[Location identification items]
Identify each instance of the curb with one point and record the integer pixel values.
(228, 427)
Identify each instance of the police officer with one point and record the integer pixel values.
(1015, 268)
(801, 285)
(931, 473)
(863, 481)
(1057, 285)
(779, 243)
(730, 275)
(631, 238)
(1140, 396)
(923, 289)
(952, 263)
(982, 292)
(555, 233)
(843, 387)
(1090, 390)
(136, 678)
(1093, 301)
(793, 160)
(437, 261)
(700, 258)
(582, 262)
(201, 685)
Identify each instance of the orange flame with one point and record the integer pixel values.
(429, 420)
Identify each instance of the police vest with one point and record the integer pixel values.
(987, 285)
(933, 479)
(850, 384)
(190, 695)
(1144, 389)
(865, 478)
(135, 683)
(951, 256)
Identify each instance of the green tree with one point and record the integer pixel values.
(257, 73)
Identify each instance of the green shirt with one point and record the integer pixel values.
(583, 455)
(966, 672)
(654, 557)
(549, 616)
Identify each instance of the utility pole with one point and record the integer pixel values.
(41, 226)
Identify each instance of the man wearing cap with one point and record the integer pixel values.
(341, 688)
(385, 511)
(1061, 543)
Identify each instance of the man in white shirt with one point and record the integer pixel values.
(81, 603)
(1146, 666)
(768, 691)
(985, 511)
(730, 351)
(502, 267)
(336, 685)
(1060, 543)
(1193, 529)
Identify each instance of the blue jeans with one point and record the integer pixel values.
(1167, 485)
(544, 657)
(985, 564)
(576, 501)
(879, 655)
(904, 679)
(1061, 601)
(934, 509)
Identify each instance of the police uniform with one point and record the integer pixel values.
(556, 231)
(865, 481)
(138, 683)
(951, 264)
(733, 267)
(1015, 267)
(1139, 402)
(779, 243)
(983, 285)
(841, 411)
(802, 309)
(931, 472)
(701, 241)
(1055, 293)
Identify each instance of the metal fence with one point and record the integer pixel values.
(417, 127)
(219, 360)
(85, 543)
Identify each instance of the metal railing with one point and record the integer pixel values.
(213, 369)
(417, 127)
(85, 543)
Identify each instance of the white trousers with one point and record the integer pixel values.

## [TASK]
Write out every line of the material above word for word, changing nothing.

## [SOLUTION TO THE EXERCISE]
Identify each instance of the curb with one point and record the integer pixel values.
(228, 427)
Identify each instance of the police officer with one point and record the integer pixel values.
(1015, 268)
(801, 285)
(931, 473)
(863, 481)
(1057, 285)
(779, 243)
(730, 275)
(631, 238)
(1140, 396)
(923, 289)
(952, 263)
(982, 292)
(555, 233)
(843, 387)
(1090, 390)
(136, 678)
(1093, 301)
(793, 160)
(437, 261)
(700, 258)
(582, 262)
(201, 685)
Identify each instance of the orange flame with one point and record the integer pixel values.
(429, 420)
Identify each instance of the police vest with one point and record the integer pixel values.
(987, 285)
(933, 479)
(850, 384)
(190, 695)
(1144, 389)
(865, 478)
(135, 683)
(951, 256)
Identify each instance of the green tree with one point and record the integer pixel values.
(257, 73)
Identify each instance of the green shirt with one point and record the integer pixel values.
(583, 455)
(966, 672)
(654, 557)
(549, 616)
Identify each instance of the utility pole with one point and record the integer pixel values.
(41, 226)
Identify each instance of the man wearing cap with one point and record the integer pixel values.
(341, 688)
(385, 511)
(1061, 543)
Identify each instance of the man in white shirt with one point and record the integer pixel values.
(81, 603)
(1146, 666)
(768, 691)
(985, 511)
(730, 351)
(502, 267)
(336, 685)
(1060, 543)
(1193, 529)
Identify each instance of the blue jeans with one point and record the integer pixel values.
(1167, 485)
(544, 657)
(985, 564)
(576, 501)
(879, 655)
(904, 679)
(1061, 601)
(934, 509)
Identify each instance of the police uniform with one point and record the integer pixel values.
(556, 231)
(865, 481)
(138, 683)
(951, 264)
(733, 267)
(1015, 267)
(1139, 402)
(779, 243)
(983, 285)
(841, 411)
(802, 309)
(931, 472)
(701, 241)
(1055, 293)
Identify each instance of the metal fence with one point and record the integer pixel values.
(417, 127)
(219, 360)
(85, 543)
Identify each instance of the metal railing with one point and record the integer pixel values.
(213, 369)
(417, 127)
(85, 543)
Identify each instance of the white trousers with one point and record the integer pixel values.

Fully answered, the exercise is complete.